Source text

-------

Skip to content

xll-gen/shm

Repository files navigation

xll-gen/shm

SimpleIPC is a high-performance, low-latency shared-memory IPC library connecting C++ (Host) and Go (Guest). It uses a lock-free, direct slot exchange model to achieve sub-microsecond latency.

⚠️ WARNING: EXPERIMENTAL STATUS

This project is currently in an experimental stage (v0.6.0) and is under active development. It is NOT recommended for use in production environments at this time. APIs and memory layouts are subject to change without notice.

Features

  • Low Latency: Uses atomic spin-loops with adaptive backoff (Spin -> Yield -> Sleep) to minimize OS scheduler overhead.
  • Direct Mode: 1:1 Thread-to-Slot mapping eliminates contention and queuing delays.
  • Zero Copy: Data is written directly to shared memory slots.
  • Cross-Platform: Supports Linux (shm_open/sem_open) and Windows (CreateFileMapping/CreateEvent).
  • Protocol Agnostic: Transmits raw bytes with a minimal 8-byte Transport Header for request matching.
  • Guest-to-Host Calls: Supports async notifications from Go to C++.
  • Header-Only C++: Easy integration via include/shm.

Performance Highlights

The project's "Direct Exchange" IPC mode significantly outperforms traditional methods, showcasing sub-microsecond latency and high throughput. This is achieved through a 1:1 thread-to-slot mapping, zero-copy operations, and adaptive hybrid waiting.

-------

Data entries

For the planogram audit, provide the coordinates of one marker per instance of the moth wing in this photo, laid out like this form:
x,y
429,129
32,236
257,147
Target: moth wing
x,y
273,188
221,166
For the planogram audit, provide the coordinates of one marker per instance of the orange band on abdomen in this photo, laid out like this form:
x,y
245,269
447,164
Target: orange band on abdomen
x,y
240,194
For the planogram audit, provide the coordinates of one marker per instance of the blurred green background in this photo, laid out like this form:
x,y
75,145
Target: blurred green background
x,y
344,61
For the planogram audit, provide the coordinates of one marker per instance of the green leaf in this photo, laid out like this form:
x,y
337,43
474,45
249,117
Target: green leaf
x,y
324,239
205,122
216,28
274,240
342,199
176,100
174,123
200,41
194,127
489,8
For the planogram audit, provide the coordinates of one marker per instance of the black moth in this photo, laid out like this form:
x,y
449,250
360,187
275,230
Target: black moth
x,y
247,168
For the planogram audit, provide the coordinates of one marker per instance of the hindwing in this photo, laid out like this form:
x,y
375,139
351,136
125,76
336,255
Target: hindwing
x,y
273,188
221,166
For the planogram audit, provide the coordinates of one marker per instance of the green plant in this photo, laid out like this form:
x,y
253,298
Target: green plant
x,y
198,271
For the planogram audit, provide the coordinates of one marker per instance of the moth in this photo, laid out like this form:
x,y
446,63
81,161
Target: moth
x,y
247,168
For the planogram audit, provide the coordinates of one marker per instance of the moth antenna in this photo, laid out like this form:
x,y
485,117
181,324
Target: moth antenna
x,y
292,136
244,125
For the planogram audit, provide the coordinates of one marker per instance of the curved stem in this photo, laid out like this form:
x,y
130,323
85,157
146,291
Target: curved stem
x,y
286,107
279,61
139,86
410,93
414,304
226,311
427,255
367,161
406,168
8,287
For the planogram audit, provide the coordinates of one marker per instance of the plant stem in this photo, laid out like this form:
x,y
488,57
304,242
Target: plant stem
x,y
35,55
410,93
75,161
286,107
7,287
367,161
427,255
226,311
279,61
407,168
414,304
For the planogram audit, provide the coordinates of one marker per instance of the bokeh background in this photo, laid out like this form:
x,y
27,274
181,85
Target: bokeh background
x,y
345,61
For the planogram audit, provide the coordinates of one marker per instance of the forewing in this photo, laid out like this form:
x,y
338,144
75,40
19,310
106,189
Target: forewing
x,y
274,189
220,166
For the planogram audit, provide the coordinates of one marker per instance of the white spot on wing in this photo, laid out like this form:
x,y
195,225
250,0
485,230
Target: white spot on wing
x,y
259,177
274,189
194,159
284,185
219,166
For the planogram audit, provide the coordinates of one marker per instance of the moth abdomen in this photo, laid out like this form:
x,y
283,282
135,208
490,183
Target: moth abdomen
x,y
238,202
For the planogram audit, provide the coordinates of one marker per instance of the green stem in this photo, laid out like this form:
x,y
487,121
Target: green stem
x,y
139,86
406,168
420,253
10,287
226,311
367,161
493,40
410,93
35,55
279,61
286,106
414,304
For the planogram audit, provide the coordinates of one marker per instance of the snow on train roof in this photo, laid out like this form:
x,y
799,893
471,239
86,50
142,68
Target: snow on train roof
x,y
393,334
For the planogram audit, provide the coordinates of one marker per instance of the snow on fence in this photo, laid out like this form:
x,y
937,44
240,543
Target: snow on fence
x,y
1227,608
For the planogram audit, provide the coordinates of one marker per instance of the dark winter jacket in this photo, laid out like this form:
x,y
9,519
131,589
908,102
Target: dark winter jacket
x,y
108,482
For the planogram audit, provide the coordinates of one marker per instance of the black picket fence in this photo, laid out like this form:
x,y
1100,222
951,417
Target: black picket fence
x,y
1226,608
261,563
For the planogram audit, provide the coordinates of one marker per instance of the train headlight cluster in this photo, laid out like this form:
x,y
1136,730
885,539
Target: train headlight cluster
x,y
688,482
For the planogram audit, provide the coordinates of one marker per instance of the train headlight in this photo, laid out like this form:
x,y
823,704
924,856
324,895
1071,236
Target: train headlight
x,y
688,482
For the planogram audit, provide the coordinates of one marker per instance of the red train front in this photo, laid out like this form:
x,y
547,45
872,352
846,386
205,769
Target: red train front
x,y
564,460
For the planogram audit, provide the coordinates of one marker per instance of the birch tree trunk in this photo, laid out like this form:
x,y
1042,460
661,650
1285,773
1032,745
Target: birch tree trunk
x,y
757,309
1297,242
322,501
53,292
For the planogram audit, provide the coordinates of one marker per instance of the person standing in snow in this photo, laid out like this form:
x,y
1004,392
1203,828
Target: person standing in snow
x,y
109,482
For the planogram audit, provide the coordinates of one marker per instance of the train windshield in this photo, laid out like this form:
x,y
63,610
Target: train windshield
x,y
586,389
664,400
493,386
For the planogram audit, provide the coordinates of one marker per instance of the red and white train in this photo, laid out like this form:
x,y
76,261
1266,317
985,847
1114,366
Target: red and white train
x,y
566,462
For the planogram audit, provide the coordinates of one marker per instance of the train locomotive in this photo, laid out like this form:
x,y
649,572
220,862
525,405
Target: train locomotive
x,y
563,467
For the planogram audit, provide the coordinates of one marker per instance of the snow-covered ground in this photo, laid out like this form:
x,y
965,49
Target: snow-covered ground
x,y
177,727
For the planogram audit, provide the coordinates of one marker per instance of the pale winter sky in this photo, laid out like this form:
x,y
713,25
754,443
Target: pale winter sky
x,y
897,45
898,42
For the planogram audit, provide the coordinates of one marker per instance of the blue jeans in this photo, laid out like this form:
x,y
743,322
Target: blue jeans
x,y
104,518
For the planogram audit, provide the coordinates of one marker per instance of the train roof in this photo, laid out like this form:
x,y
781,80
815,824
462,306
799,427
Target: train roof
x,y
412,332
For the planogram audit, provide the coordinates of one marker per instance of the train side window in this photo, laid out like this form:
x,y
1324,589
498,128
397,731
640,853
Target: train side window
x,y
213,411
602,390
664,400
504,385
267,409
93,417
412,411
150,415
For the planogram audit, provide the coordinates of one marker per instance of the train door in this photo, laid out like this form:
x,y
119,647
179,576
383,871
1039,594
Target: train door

-------

Instruction A
In the SimpleIPC project page, what size is the Transport Header used for request matching?
Instruction B
Write the next part of the SimpleIPC project page, picking up after its final sentence.
The records are a separate set of material from the SimpleIPC project page.

Result A
8 bytes.

Result B
Sandbox Environment (Containerized):

  • 1 Thread:
    • Throughput: ~1.48M ops/s
    • Avg Latency (RTT): 0.67 us
  • 4 Threads:
    • Throughput: ~1.87M ops/s
    • Avg Latency (RTT): 2.14 us
  • 8 Threads:
    • Throughput: ~1.92M ops/s
    • Avg Latency (RTT): 4.17 us

AMD Ryzen 9 3900x (Bare-metal):

  • 1 Thread: 1.74M ops/s (0.58 us)
  • 4 Threads: 1.93M ops/s (0.52 us)
  • 8 Threads: 1.32M ops/s (0.76 us)

For detailed benchmark results, methodology, and Guest Call scenarios, please refer to BENCHMARK_RESULTS.md.

Architecture

The library operates in Direct Mode, where a fixed pool of "Slots" is allocated in shared memory.

  • Host (C++): Creates the shared memory region and manages the slot pool. It acts as the initiator of requests.
  • Guest (Go): Attaches to the shared memory and processes requests. Each worker goroutine is pinned to a specific slot.

Memory Layout

The shared memory region consists of:

  1. Exchange Header (64 bytes): Global metadata (Magic, Version, number of slots, slot size).
  2. Slot Array: An array of Slots.

Each Slot (128-byte Header + Payload) contains:

  • SlotHeader: Atomic state variables (State, HostState, GuestState) and message metadata (ReqSize, MsgSeq, MsgType).
  • Request Buffer: Area where Host writes data.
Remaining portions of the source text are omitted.